[Stored data entries]

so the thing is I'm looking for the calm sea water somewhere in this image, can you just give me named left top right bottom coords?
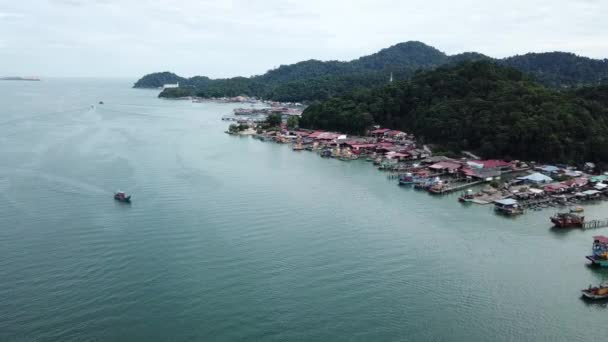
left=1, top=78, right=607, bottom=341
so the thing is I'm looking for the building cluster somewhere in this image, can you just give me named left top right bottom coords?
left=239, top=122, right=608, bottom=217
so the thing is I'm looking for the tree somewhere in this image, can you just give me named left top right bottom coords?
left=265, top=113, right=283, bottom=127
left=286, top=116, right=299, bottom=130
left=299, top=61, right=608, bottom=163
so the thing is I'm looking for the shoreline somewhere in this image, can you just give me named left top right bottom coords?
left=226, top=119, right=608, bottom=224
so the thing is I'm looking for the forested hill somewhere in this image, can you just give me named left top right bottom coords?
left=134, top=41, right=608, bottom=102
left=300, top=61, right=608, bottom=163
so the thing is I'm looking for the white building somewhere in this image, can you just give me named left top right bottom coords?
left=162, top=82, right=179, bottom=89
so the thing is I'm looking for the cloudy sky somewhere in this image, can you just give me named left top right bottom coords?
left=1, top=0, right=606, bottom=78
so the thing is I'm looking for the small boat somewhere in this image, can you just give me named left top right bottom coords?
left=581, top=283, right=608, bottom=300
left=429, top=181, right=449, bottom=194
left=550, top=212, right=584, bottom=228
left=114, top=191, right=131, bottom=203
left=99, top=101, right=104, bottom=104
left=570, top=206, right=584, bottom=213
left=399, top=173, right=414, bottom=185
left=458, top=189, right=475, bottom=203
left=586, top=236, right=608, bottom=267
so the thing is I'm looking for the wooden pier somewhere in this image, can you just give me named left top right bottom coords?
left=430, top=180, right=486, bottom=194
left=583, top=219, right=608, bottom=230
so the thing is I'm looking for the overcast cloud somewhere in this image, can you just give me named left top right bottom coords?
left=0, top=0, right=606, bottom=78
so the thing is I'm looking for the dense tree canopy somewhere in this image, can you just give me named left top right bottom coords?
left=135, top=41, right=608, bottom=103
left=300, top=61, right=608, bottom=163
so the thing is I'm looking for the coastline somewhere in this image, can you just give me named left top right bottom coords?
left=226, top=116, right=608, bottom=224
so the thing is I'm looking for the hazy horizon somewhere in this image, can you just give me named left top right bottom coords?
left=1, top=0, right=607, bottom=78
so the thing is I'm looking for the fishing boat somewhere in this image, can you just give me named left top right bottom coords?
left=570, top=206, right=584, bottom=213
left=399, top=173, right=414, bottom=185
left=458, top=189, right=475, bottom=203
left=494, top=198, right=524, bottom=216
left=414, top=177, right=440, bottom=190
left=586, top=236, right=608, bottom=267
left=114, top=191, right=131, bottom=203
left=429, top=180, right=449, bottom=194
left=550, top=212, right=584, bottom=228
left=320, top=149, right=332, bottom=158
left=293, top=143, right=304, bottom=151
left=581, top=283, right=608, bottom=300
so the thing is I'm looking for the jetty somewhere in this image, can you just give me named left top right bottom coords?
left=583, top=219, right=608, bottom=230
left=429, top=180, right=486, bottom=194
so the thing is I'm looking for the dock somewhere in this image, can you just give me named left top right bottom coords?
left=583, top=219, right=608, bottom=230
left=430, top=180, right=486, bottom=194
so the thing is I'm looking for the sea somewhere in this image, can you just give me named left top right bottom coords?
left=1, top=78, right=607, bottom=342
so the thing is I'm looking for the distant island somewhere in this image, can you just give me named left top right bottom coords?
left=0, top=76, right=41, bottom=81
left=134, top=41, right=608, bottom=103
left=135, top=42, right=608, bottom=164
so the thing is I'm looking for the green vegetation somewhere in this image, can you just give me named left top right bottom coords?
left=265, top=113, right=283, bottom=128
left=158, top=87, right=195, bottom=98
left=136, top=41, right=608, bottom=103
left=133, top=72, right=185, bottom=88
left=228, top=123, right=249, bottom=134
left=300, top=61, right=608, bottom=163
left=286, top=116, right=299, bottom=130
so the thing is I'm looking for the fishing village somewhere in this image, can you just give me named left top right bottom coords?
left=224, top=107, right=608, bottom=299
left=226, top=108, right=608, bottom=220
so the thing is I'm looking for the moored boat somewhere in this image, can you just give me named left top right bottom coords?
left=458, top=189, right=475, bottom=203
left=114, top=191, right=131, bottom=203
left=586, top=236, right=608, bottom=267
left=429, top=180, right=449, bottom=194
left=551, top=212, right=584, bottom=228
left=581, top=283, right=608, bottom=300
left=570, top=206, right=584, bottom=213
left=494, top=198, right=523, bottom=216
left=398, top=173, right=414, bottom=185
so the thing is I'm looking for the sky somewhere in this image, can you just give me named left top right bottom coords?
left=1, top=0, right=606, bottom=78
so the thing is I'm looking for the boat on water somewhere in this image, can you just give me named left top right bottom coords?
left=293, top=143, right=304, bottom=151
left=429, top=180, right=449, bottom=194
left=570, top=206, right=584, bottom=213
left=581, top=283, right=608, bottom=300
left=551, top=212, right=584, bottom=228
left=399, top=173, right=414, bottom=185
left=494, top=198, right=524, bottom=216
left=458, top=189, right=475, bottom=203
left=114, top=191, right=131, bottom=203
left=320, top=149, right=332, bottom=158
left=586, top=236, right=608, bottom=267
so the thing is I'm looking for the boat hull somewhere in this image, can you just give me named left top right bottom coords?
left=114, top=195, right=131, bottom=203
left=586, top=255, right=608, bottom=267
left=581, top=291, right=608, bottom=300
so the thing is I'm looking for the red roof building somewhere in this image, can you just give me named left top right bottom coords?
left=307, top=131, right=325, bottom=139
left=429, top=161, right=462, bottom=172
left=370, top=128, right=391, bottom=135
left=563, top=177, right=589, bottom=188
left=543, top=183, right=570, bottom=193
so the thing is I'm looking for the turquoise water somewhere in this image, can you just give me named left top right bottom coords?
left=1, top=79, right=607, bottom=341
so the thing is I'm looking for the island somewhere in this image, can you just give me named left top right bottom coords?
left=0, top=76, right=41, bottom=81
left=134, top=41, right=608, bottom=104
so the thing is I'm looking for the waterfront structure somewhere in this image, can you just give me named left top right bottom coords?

[YOUR GOAL]: Copy out all of the entries exactly as they stand, with no pictures in your copy.

[ANSWER SPACE]:
so the thing is I'm looking for the calm sea water somewhere in this image, can you just give me named left top right bottom coords?
left=1, top=78, right=607, bottom=341
so the thing is I'm looking for the building cluster somewhere in this image, can you just give me named left top right bottom coords?
left=239, top=122, right=608, bottom=217
so the thing is I'm looking for the tree somewhere in this image, can you just give me named left top right bottom coords?
left=265, top=113, right=283, bottom=127
left=286, top=116, right=299, bottom=130
left=299, top=61, right=608, bottom=163
so the thing is I'm looking for the shoreline somewhere in this image, can you just give me named left top right bottom coords?
left=226, top=119, right=608, bottom=224
so the thing is I'm looking for the forested hill somewhere in this image, can you just give me named left top right bottom coords?
left=134, top=41, right=608, bottom=102
left=300, top=61, right=608, bottom=163
so the thing is I'm looking for the white building somewhere in this image, can you just give me named left top right bottom coords?
left=162, top=82, right=179, bottom=89
so the thing is I'm looking for the cloudy sky somewhere in this image, can you just give me named left top right bottom coords?
left=1, top=0, right=606, bottom=78
so the thing is I'm looking for the small boat somewhere in this image, can you just give me named left top right bottom coords?
left=581, top=283, right=608, bottom=300
left=429, top=181, right=449, bottom=194
left=550, top=212, right=584, bottom=228
left=114, top=191, right=131, bottom=203
left=99, top=101, right=104, bottom=104
left=570, top=206, right=584, bottom=213
left=399, top=173, right=414, bottom=185
left=458, top=189, right=475, bottom=203
left=586, top=236, right=608, bottom=267
so the thing is I'm looking for the wooden pier somewhere in this image, can you just give me named left top right bottom coords?
left=430, top=180, right=486, bottom=194
left=583, top=219, right=608, bottom=230
so the thing is I'm looking for the overcast cloud somewhere in this image, can you just give me named left top right bottom coords?
left=0, top=0, right=606, bottom=78
so the thing is I'm looking for the dense tree canopy somewhere in this image, can you just give me named left top right bottom coords?
left=135, top=41, right=608, bottom=103
left=300, top=61, right=608, bottom=163
so the thing is I'm looking for the coastline somewhere in this image, can you just give me named left top right bottom coords?
left=226, top=116, right=608, bottom=224
so the thing is I'm looking for the hazy horizon somewhere in this image, can you just give me named left top right bottom coords?
left=1, top=0, right=607, bottom=78
so the thing is I'm looking for the fishing boat somewhere in this image, can you just give me named left top right bottom coords?
left=570, top=206, right=584, bottom=213
left=399, top=173, right=414, bottom=185
left=458, top=189, right=475, bottom=203
left=494, top=198, right=524, bottom=216
left=414, top=177, right=440, bottom=190
left=586, top=236, right=608, bottom=267
left=114, top=191, right=131, bottom=203
left=429, top=180, right=449, bottom=194
left=550, top=212, right=584, bottom=228
left=320, top=149, right=332, bottom=158
left=293, top=143, right=304, bottom=151
left=581, top=283, right=608, bottom=300
so the thing is I'm looking for the jetty somewhere in this image, can you just give me named left top right bottom coords?
left=583, top=219, right=608, bottom=230
left=429, top=180, right=486, bottom=194
so the thing is I'm looking for the dock somewhere in this image, can you just give me named left top right bottom coords?
left=583, top=219, right=608, bottom=230
left=430, top=180, right=486, bottom=194
so the thing is I'm looking for the sea somewhere in this image, can you just give me named left top right bottom coords?
left=1, top=78, right=607, bottom=342
so the thing is I'm looking for the distant island somewhere in this image, can you just give me named left top right bottom coords?
left=0, top=76, right=41, bottom=81
left=134, top=41, right=608, bottom=103
left=135, top=42, right=608, bottom=164
so the thing is I'm looking for the green vegetation somewhere in this image, can you just give me named left top right bottom coords?
left=265, top=113, right=283, bottom=128
left=158, top=87, right=195, bottom=98
left=136, top=41, right=608, bottom=103
left=133, top=72, right=185, bottom=88
left=228, top=123, right=249, bottom=134
left=300, top=61, right=608, bottom=163
left=286, top=116, right=299, bottom=130
so the thing is I'm looking for the fishing village somewhere in this image, can you just give me named left top right bottom coords?
left=224, top=107, right=608, bottom=299
left=226, top=108, right=608, bottom=220
so the thing is I'm looking for the moored boat somewhere in this image, can you just give me named left top right bottom coords?
left=458, top=189, right=475, bottom=203
left=114, top=191, right=131, bottom=203
left=586, top=236, right=608, bottom=267
left=429, top=180, right=449, bottom=194
left=551, top=212, right=584, bottom=228
left=581, top=283, right=608, bottom=300
left=570, top=206, right=584, bottom=213
left=494, top=198, right=523, bottom=216
left=398, top=173, right=414, bottom=185
so the thing is I'm looking for the sky somewhere in this image, can you just give me named left top right bottom coords?
left=1, top=0, right=606, bottom=78
so the thing is I'm looking for the boat on water somewhere in this image, can you just give me named left top right bottom coords?
left=293, top=143, right=304, bottom=151
left=429, top=180, right=449, bottom=194
left=570, top=206, right=584, bottom=213
left=581, top=283, right=608, bottom=300
left=551, top=212, right=584, bottom=228
left=399, top=173, right=414, bottom=185
left=494, top=198, right=524, bottom=216
left=458, top=189, right=475, bottom=203
left=114, top=191, right=131, bottom=203
left=320, top=149, right=332, bottom=158
left=586, top=236, right=608, bottom=267
so the thing is I'm looking for the boat hull somewhere in this image, can you just give me named left top right bottom coords?
left=114, top=195, right=131, bottom=203
left=586, top=255, right=608, bottom=267
left=581, top=291, right=608, bottom=300
so the thing is I'm looking for the red roof building somewhere in this image, can you just give me named left top right bottom coords?
left=307, top=131, right=325, bottom=139
left=429, top=161, right=462, bottom=172
left=370, top=128, right=391, bottom=135
left=563, top=177, right=589, bottom=188
left=543, top=183, right=570, bottom=193
so the thing is I'm looking for the turquoise water somewhere in this image, can you just give me named left top right bottom coords?
left=1, top=79, right=607, bottom=341
so the thing is I'm looking for the island somewhere in this image, can you just give me named left top right bottom coords?
left=0, top=76, right=41, bottom=81
left=134, top=41, right=608, bottom=104
so the thing is I'm looking for the waterfront structure somewhere in this image, can you just give me named left top right bottom coords?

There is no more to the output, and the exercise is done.